Votre tâche — Dans le texte sur les mères porteuses, renommez « Parlement européen » en « Conseil de l'Europe », puis recopiez tout ce qui va de « Le recours aux mères porteuses par » jusqu'à « la législation européenne. ».

Extrait choisi —
******
Le débat sur les mères porteuses agite l'Europe

Par Afsané Sabouhi

Un rapport d’experts juristes présenté hier aux parlementaires européens préconise une convention internationale pour garantir les droits des enfants nés d'une gestation pour autrui.

DE NUL/SIPA

Le recours aux mères porteuses par les couples hétérosexuels infertiles et les couples homosexuels fait débat bien au-delà des frontières de l’Hexagone. Considérant que la gestation pour autrui est une pratique « en plein essor » bien que très difficile à chiffrer, le Parlement européen se penche pour la première fois sur la question. Un collectif d’experts a dressé à la demande de la Commission des affaires juridiques un état des lieux des différents cadres juridiques en vigueur au sein de l’Union européenne et formulé des recommandations en vue d’une éventuelle harmonisation de la législation européenne.

Leur rapport, remis hier aux parlementaires, souligne la grande disparité des réponses légales d’un état-membre à l’autre. Sur les 27 membres de l’UE (la Croatie n’a pas été étudiée), seuls 3 pays autorisent et encadrent par la loi le recours à une mère porteuse : le Royaume-Uni, la Grèce et la Roumanie. En Belgique comme en Irlande, aux Pays-Bas, en Pologne et en Slovaquie, aucune disposition légale n’autorise explicitement la gestation pour autrui (GPA) mais sa pratique est tolérée, ce qui porte à 8 le nombre d’états-membres autorisant virtuellement le recours aux mères porteuses.

A l’opposé, certains pays de l’UE dont la France, l’Allemagne, l’Italie et l’Espagne interdisent la GPA. Le tribunal correctionnel de Saint-Brieuc a ainsi condamné la semaine dernière un couple et leur mère porteuse à 5000 euros d’amende chacun pour «insémination artificielle par sperme frais ou mélange de sperme provenant d’un don».
La France faisait même encore partie il y a peu des pays européens les plus strictes puisqu’elle ne reconnaissait pas non plus la filiation des enfants conçus à l’étranger par une mère porteuse.
******
Matériel présenté —
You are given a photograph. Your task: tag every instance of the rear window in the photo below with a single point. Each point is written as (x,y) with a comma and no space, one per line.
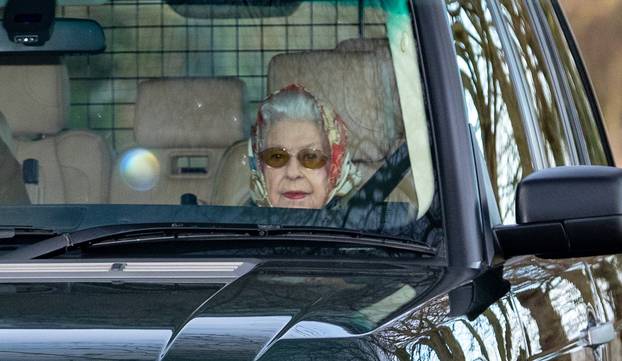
(237,109)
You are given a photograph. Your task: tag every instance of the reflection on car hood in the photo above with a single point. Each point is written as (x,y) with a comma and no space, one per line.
(264,314)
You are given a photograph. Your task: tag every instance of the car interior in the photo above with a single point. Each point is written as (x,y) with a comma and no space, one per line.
(195,128)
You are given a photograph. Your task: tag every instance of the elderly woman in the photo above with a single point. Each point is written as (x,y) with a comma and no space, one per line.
(298,152)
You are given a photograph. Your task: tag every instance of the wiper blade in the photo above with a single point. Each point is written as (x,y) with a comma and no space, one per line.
(126,234)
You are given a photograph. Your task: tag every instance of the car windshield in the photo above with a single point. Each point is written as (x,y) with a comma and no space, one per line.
(289,113)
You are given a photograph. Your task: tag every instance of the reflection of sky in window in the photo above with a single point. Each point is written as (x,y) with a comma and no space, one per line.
(531,327)
(469,344)
(565,298)
(507,156)
(603,284)
(540,94)
(422,353)
(142,343)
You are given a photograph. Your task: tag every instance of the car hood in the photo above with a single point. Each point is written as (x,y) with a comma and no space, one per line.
(278,310)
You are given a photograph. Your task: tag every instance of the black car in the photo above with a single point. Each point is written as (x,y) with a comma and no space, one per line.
(303,180)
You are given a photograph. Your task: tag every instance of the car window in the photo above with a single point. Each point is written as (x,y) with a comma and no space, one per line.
(570,78)
(519,112)
(243,105)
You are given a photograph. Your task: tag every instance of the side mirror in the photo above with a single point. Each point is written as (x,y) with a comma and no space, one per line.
(563,212)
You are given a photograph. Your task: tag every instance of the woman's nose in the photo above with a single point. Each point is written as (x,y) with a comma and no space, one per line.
(293,168)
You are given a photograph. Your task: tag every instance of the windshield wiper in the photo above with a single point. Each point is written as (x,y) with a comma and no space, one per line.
(132,234)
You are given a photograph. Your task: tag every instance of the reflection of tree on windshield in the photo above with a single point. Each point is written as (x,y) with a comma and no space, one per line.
(492,99)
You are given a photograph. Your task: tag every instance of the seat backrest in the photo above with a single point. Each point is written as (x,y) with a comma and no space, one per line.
(73,166)
(186,125)
(12,188)
(357,79)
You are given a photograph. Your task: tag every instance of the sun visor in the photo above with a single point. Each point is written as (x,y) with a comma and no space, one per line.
(235,9)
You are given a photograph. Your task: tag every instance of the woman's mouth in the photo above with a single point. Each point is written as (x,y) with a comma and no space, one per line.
(295,195)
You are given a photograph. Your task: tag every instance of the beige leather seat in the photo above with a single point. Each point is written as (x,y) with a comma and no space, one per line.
(181,121)
(358,80)
(73,166)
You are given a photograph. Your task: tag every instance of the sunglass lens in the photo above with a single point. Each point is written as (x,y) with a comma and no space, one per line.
(312,158)
(274,157)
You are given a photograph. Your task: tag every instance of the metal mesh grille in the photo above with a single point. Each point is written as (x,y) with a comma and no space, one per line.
(150,40)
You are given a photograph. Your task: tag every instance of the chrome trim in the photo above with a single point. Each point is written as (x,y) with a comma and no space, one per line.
(71,271)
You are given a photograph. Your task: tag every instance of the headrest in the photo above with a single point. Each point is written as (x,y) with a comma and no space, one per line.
(189,113)
(365,44)
(34,95)
(357,85)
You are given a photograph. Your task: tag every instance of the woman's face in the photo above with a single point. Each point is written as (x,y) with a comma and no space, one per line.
(294,186)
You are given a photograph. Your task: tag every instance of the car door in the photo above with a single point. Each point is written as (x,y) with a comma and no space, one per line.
(522,108)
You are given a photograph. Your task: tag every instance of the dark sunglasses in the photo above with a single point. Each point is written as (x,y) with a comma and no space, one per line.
(278,157)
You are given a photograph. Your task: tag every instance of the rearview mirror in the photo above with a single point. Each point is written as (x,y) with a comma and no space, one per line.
(566,212)
(69,36)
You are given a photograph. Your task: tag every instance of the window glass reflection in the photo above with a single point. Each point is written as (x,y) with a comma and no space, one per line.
(573,81)
(540,87)
(491,101)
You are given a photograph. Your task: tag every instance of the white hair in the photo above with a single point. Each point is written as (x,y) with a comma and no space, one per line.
(288,104)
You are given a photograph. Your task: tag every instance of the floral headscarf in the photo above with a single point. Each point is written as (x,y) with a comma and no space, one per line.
(342,174)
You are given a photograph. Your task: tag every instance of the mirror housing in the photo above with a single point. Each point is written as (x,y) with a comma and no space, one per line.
(69,36)
(561,212)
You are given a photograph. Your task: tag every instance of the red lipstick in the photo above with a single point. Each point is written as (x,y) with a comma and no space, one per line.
(295,195)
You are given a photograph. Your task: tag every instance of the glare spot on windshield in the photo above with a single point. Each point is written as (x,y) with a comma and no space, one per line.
(140,169)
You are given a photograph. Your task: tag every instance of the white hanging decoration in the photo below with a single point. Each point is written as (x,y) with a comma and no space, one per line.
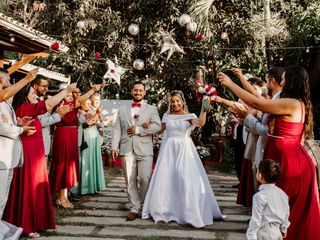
(114,71)
(224,36)
(184,19)
(192,26)
(133,29)
(170,45)
(138,64)
(81,24)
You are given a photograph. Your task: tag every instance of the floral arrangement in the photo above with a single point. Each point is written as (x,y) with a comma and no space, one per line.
(135,117)
(205,90)
(203,152)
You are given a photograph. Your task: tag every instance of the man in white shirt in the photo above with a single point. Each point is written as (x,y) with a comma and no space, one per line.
(40,85)
(135,145)
(270,206)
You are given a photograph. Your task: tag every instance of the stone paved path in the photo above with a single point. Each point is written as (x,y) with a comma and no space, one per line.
(103,216)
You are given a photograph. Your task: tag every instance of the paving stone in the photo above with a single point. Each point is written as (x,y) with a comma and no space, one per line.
(117,185)
(109,221)
(76,238)
(114,194)
(115,189)
(110,199)
(105,205)
(87,230)
(103,213)
(183,233)
(226,198)
(104,217)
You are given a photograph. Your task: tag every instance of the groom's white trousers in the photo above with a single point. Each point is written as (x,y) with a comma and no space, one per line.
(137,171)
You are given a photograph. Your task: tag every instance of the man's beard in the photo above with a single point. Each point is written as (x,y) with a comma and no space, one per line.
(137,100)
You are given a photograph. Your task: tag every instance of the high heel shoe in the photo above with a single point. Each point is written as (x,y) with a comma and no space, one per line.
(63,203)
(33,235)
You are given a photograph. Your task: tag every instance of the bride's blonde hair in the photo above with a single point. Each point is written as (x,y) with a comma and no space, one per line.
(179,94)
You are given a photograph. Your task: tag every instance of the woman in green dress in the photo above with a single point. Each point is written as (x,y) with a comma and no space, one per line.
(92,177)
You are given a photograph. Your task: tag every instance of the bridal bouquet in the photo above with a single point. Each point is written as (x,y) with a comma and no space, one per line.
(203,152)
(205,91)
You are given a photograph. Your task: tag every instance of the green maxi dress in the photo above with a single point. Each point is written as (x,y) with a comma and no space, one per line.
(92,177)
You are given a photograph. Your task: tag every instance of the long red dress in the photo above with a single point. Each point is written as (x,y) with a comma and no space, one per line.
(29,204)
(64,170)
(298,179)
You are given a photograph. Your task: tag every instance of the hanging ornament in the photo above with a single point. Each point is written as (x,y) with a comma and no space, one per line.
(192,26)
(199,37)
(81,24)
(114,71)
(224,36)
(55,46)
(133,29)
(170,45)
(138,64)
(98,54)
(184,19)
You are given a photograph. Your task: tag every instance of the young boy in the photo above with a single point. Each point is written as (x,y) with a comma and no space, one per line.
******
Exercice terminé —
Le recours aux mères porteuses par les couples hétérosexuels infertiles et les couples homosexuels fait débat bien au-delà des frontières de l’Hexagone. Considérant que la gestation pour autrui est une pratique « en plein essor » bien que très difficile à chiffrer, le Conseil de l'Europe se penche pour la première fois sur la question. Un collectif d’experts a dressé à la demande de la Commission des affaires juridiques un état des lieux des différents cadres juridiques en vigueur au sein de l’Union européenne et formulé des recommandations en vue d’une éventuelle harmonisation de la législation européenne.